The usual concrete example is memcpy versus memmove; the inputs to memcpy are "restrict" pointers, because if you do memcpy(foo, bar, 16 * sizeof(foo[0]));, you promise the compiler that until memcpy returns, *(foo + 0) through *(foo + 15) cannot be accessed via *(bar + offset). memmove, on the other hand, permits that overlap, so its input pointers cannot be marked restrict.

Beingessner: Rust's Unsafe Pointer Types Need An Overhaul

Posted Mar 22, 2022 14:55 UTC (Tue) by wtarreau (subscriber, #51152) [Link]

Many thanks. That's exactly the explanation I was missing, and your memcpy() vs memmove() example is point on!
I think I'm seeing a few cases where that could help, especially when some asm() statements are used and the
compiler cannot figure that some values cannot have changed there. At least now I know what to look for and
how to experiment.
Thank you!

Beingessner: Rust's Unsafe Pointer Types Need An Overhaul

Posted Mar 23, 2022 4:11 UTC (Wed) by marcH (subscriber, #57642) [Link]

I don't see much in this thread that wasn't already on https://en.wikipedia.org/wiki/Restrict (and probably elsewhere) but if you do then please go and edit that page.

Beingessner: Rust's Unsafe Pointer Types Need An Overhaul

Posted Mar 23, 2022 10:34 UTC (Wed) by wtarreau (subscriber, #51152) [Link]

It just turns out that wikipedia is not exactly the first place that comes to my mind when searching for the definition of a language keyword :-) But indeed it seems clear enough there as well.

What I previously found was this: https://gcc.gnu.org/onlinedocs/gcc-11.2.0/gcc/Restricted-... but it wasn't very clear to me. Of course there's nothing wrong in it, it's just that when the use cases are unclear to you they can remain unclear after reading the doc.

Beingessner: Rust's Unsafe Pointer Types Need An Overhaul

Posted Mar 21, 2022 23:29 UTC (Mon) by jlombera (guest, #155698) [Link]

> Meanwhile volatile serves only one clear purpose, you can use it to perform explicit stores and loads from a memory address, likely because you are doing MMIO. This is tricky to get right but since C doesn't provide any intrinsics for this purpose it's the only way that's even a little bit portable. All other uses of volatile are platform specific (in the good cases) or just voodoo / cargo cult C, sprinkled on by people who are hoping maybe the bug goes away if they write volatile in more places.

When accessing/modifying shared memory between processes/threads, volatile is some time the right thing to do to ensure stores/loads to/from memory. Thus it's not limited to MMIO.

_Exercise prompt_.
Quote the forum thread above word for word, covering everything from "Posted Mar 23, 2022 4:11" down to "reading the doc.".

_Data block_.
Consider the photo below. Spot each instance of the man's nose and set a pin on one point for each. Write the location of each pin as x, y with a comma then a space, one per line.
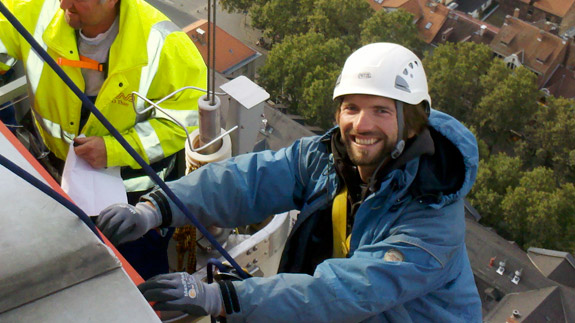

_Task response_.
Posted Mar 23, 2022 4:11 UTC (Wed) by marcH (subscriber, #57642) [Link]

I don't see much in this thread that wasn't already on https://en.wikipedia.org/wiki/Restrict (and probably elsewhere) but if you do then please go and edit that page.

Beingessner: Rust's Unsafe Pointer Types Need An Overhaul

Posted Mar 23, 2022 10:34 UTC (Wed) by wtarreau (subscriber, #51152) [Link]

It just turns out that wikipedia is not exactly the first place that comes to my mind when searching for the definition of a language keyword :-) But indeed it seems clear enough there as well.

What I previously found was this: https://gcc.gnu.org/onlinedocs/gcc-11.2.0/gcc/Restricted-... but it wasn't very clear to me. Of course there's nothing wrong in it, it's just that when the use cases are unclear to you they can remain unclear after reading the doc.